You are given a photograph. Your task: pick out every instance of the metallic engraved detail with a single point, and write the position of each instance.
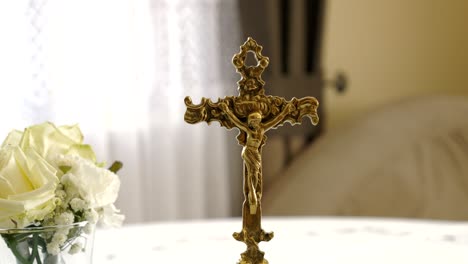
(253, 113)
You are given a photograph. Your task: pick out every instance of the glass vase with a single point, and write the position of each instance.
(66, 244)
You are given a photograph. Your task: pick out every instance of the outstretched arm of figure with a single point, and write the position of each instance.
(280, 117)
(233, 117)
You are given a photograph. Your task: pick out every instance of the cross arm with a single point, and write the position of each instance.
(303, 107)
(206, 111)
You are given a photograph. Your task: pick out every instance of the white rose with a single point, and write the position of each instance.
(27, 187)
(49, 141)
(97, 186)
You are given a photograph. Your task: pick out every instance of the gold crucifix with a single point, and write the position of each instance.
(253, 113)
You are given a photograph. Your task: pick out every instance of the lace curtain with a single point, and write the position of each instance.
(121, 69)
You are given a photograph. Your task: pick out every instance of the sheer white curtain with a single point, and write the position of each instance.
(121, 69)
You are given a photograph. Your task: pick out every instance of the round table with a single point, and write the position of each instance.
(297, 240)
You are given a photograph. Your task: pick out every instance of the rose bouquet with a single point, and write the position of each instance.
(50, 181)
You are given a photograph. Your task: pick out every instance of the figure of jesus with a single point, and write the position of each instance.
(251, 153)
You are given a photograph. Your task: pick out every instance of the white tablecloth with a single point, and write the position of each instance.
(297, 240)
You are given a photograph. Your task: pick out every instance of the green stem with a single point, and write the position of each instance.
(19, 257)
(35, 251)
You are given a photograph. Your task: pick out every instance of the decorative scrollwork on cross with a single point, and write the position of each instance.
(253, 113)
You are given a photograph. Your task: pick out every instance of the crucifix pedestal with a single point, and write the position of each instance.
(253, 113)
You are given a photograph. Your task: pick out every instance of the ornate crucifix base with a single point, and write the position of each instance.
(252, 234)
(253, 113)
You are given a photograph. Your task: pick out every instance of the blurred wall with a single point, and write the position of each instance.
(393, 49)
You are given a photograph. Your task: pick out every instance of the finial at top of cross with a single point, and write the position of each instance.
(253, 113)
(251, 76)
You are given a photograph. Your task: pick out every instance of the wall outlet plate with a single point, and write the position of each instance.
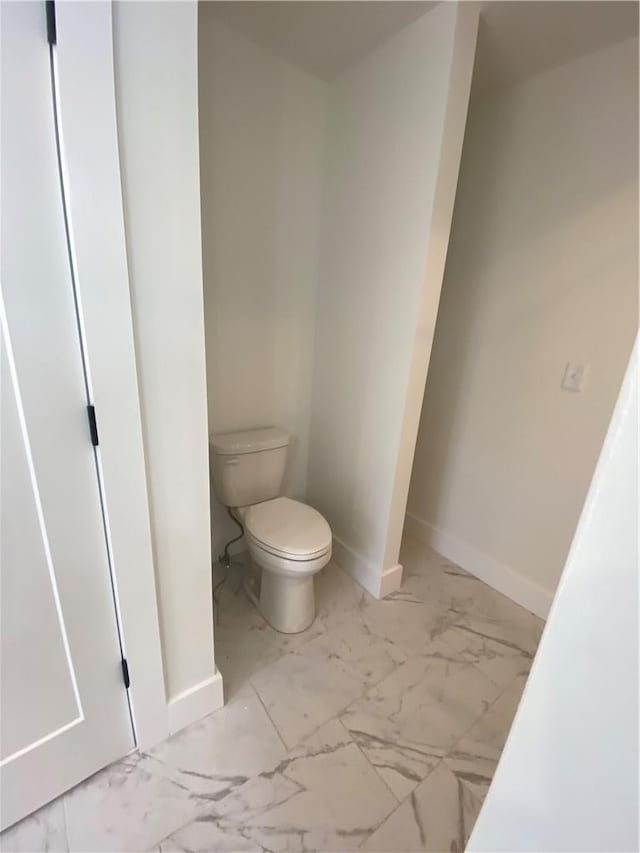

**EXERCISE DESCRIPTION:** Could you rescale the entries between the line holding "of the finial" and the end of the entries, inclusive, writing each line out again with its request and multiplying every point coordinate in the answers by 2.25, rounded to whole numbers with halves going up? Leave the pictures out.

**FINISHED TASK:**
You are given a photograph. Your task: pick out every instance of the finial at top of cross with a single point, and write the position of each instance.
(569, 254)
(565, 171)
You are given a photograph. Your task: pick out every instance of the wall outlet plate with a single point, and write the position of each instance.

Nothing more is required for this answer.